--- Start of Data for processing ---
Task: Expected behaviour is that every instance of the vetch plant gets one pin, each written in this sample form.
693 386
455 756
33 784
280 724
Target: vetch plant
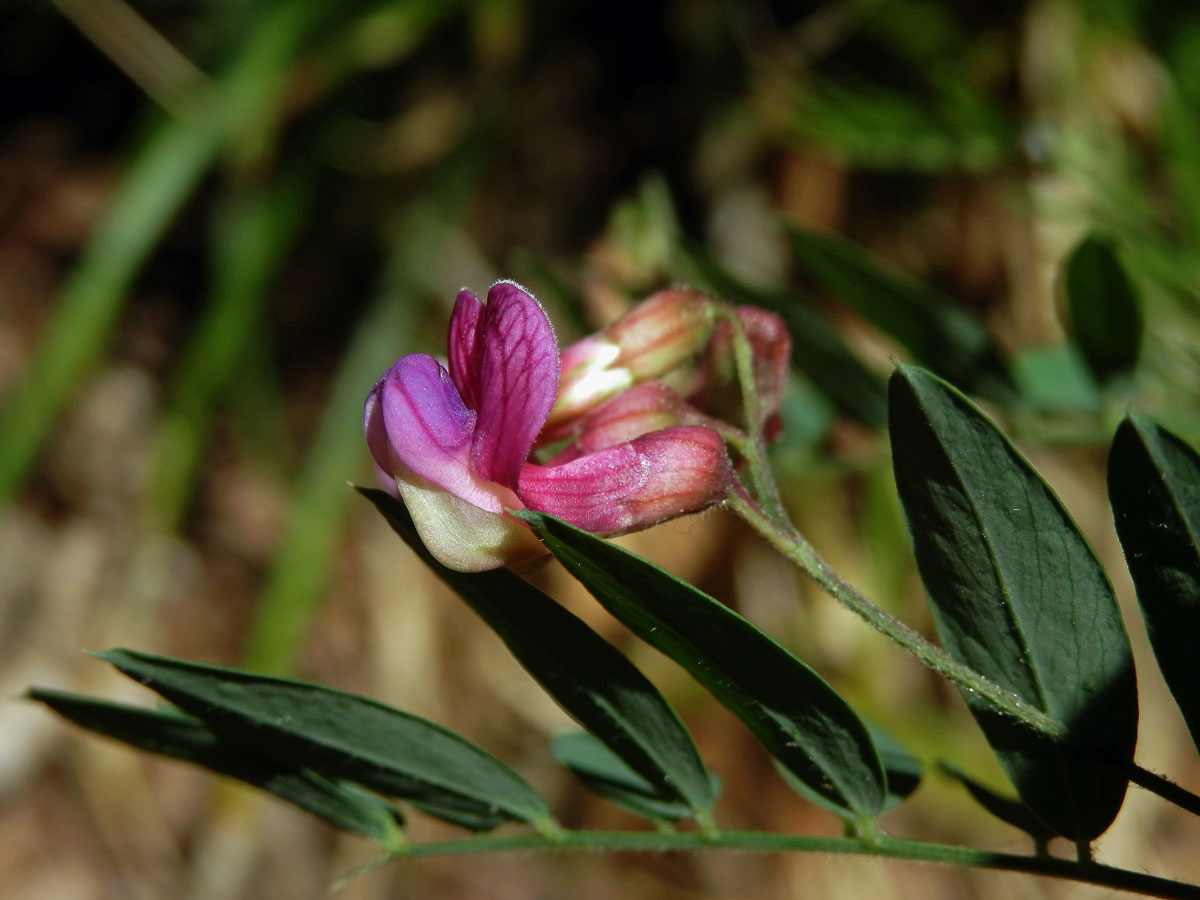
--- End of Data for processing ---
■ **What this task involves**
Present every line of the records above as a numbered list, skipping any blank lines and leaving out the pictures.

■ **Solved problem**
1. Task: Expected behaviour is that every instance of the vetch plant gets one pin, each written in this sample form.
2. 693 386
3. 455 756
4. 33 784
5. 280 724
6. Target: vetch plant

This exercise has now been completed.